(TASK TO COMPLETE): Your job is to write out each record exactly, leaving none out.

[Entries taken from a collection]
■ ■ ■

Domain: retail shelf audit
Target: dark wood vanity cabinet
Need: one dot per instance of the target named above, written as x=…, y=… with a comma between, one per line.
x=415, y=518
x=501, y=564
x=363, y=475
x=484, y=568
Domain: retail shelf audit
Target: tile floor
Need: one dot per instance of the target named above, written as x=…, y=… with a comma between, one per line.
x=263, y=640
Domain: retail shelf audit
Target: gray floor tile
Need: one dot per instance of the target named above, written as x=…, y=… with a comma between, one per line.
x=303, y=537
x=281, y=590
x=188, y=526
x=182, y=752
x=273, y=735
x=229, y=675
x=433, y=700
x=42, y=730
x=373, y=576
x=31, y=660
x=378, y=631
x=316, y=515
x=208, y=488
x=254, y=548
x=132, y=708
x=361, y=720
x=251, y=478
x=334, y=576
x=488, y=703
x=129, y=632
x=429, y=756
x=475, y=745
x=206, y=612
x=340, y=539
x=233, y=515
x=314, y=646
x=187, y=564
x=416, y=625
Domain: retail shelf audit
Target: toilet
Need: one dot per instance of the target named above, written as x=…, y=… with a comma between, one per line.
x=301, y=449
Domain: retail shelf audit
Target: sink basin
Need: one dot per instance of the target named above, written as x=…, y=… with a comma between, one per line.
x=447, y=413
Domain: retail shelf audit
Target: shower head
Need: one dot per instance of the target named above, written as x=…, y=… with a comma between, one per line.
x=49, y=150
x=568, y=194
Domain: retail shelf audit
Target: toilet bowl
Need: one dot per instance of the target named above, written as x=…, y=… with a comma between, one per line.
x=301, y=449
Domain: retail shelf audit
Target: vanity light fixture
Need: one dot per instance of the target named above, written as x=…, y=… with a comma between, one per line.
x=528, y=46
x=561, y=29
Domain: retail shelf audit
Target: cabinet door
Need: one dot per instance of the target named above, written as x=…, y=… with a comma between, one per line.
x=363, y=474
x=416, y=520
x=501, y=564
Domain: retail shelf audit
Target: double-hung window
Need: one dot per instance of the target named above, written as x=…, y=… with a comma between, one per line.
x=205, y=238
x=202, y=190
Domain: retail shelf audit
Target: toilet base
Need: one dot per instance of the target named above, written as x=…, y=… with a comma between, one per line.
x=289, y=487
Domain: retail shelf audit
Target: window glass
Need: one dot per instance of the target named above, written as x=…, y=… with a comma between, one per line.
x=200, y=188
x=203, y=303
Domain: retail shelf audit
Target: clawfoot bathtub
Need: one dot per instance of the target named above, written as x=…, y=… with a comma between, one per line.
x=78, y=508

■ ■ ■

(RESPONSE FOR THIS EXERCISE):
Domain: retail shelf audit
Target: dark wood vanity cabinet
Need: one dot per instance of the target named above, written as x=…, y=… with a comma between, one per line.
x=415, y=518
x=501, y=564
x=363, y=475
x=484, y=568
Domain: retail shelf audit
Target: tile floor
Need: one dot per instance of the target named above, written as x=…, y=… with a comma between, one per line.
x=263, y=640
Domain: retail shelf audit
Target: gray floor tile
Need: one dot per instance of the target named above, written as x=…, y=… with a comma between, one per line.
x=303, y=537
x=281, y=590
x=188, y=526
x=182, y=752
x=273, y=735
x=229, y=675
x=433, y=700
x=42, y=730
x=373, y=576
x=31, y=660
x=378, y=631
x=316, y=515
x=208, y=488
x=254, y=548
x=132, y=708
x=361, y=720
x=251, y=478
x=334, y=576
x=488, y=703
x=129, y=632
x=429, y=756
x=475, y=745
x=206, y=612
x=340, y=539
x=233, y=515
x=314, y=646
x=187, y=564
x=416, y=625
Domain: retail shelf audit
Target: toilet
Need: one dot per instance of the target named above, written as x=…, y=… with a comma between, one per line.
x=301, y=449
Domain: retail shelf audit
Target: sink basin
Need: one dot per instance of the target named above, written as x=…, y=… with a comma between, one per line.
x=447, y=413
Domain: retail shelf audit
Target: shower head
Need: one dot per instance of the target named above, written as x=…, y=… with a comma between, one per line.
x=49, y=150
x=568, y=194
Domain: retail shelf audit
Target: toilet bowl
Need: one dot per instance of the target named above, written as x=…, y=… with a comma between, one per line.
x=301, y=449
Domain: retail shelf audit
Target: vanity light fixture
Need: one dot per instance of the target named above, written as x=…, y=… with a comma between, one per line.
x=528, y=46
x=561, y=29
Domain: retail shelf audit
Target: cabinet door
Need: one dot per instance of the target named above, written as x=…, y=… with a comma between, one per line.
x=363, y=474
x=416, y=520
x=501, y=564
Domain: retail shelf audit
Target: double-hung window
Need: one dot per instance of the target named above, written as x=…, y=… with a comma between, one per line.
x=205, y=238
x=202, y=190
Domain: retail shelf audit
Target: toilet base
Need: one dot per instance of the target named above, written as x=…, y=… with a comma between, one per line.
x=289, y=487
Domain: retail shelf audit
Target: window glass
Need: one dot per instance of the target named above, written as x=…, y=… with a comma between, one per line.
x=200, y=188
x=203, y=303
Domain: retail shelf audit
Target: clawfoot bathtub
Need: one dot per instance of the target named above, written as x=…, y=… with a comma between, one per line.
x=78, y=508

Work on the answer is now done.